## What is expected
Please reproduce each of the entries below exactly as they appear.

---------- Supplied material ----------

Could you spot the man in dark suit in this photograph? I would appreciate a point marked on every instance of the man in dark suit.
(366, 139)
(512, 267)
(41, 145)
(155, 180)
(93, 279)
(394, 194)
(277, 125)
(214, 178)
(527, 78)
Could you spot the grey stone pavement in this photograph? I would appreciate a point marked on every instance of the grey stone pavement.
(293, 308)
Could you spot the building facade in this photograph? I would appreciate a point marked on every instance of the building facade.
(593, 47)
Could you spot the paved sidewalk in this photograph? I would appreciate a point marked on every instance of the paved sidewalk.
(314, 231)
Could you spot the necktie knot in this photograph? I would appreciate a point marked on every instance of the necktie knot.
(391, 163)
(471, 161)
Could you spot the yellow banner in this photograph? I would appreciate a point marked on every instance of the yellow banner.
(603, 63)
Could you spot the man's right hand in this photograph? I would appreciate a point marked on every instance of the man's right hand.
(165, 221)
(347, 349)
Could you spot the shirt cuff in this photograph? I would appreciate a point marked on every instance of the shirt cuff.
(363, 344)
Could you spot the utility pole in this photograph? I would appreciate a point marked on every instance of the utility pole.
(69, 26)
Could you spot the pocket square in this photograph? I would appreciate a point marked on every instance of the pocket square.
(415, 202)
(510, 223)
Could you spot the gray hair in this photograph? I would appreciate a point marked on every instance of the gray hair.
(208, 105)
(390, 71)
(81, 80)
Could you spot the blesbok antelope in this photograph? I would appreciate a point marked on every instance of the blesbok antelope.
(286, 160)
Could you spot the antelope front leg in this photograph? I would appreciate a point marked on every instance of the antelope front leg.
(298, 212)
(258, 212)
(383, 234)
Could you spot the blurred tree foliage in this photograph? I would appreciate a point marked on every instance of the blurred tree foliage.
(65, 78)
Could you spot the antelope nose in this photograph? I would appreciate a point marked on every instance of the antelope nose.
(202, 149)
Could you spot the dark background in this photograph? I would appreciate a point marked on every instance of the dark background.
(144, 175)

----------

## Solved problem
Could you spot the man in dark suit in this photograph? I would appreciate a point marked on every instance of the man in dark suit.
(366, 139)
(512, 267)
(41, 145)
(155, 180)
(93, 279)
(394, 194)
(277, 125)
(214, 178)
(527, 78)
Could you spot the grey stone pavement in this photograph? I would appreciate a point marked on every instance of the grey stone pavement.
(293, 308)
Could you spot the building facade in this photograph? I would appreciate a point marked on every instance of the building facade.
(593, 47)
Could you spot the paved sidewalk in this photograph? I would appreciate a point marked on every instance of the paved sidewalk.
(314, 231)
Could you spot the necktie knot in this photograph? I would appreciate a point marked on every instance of the necktie knot.
(391, 163)
(471, 161)
Could you spot the yellow banner in this photograph? I would appreciate a point marked on every instance of the yellow banner.
(603, 63)
Could you spot the man's right hand in this photograph? I would appreciate a point marked on every instance of the man's right hand.
(165, 221)
(347, 349)
Could you spot the shirt cuff in this photograph? I would appreciate a point marked on every instance of the shirt cuff.
(363, 344)
Could you spot the utility pole in this photograph? I would appreciate a point marked on every instance of the utility pole.
(69, 26)
Could you spot the pocket square in this photograph? I would appreciate a point marked on every instance of the pocket square.
(415, 202)
(510, 223)
Could you spot the gray hair in this photograph? I would appreciate a point marked on every instance of the gray hair.
(208, 105)
(390, 71)
(81, 80)
Could you spot the blesbok antelope in this photograph? I would appreciate a point marked on every instance of the blesbok antelope.
(286, 160)
Could you spot the antelope front leg in this photograph? I would appreciate a point marked on every instance of the antelope front leg.
(298, 212)
(258, 212)
(383, 234)
Could you spot the blurred tree foliage in this photograph? I would appreciate a point marked on every instance of the blurred tree foliage.
(65, 78)
Could you spot the antelope nose in this photograph? I would appreciate a point marked on every instance of the antelope nose.
(202, 149)
Could you spot the dark background in this photograph? I would appreciate a point marked on every instance of the dark background.
(144, 175)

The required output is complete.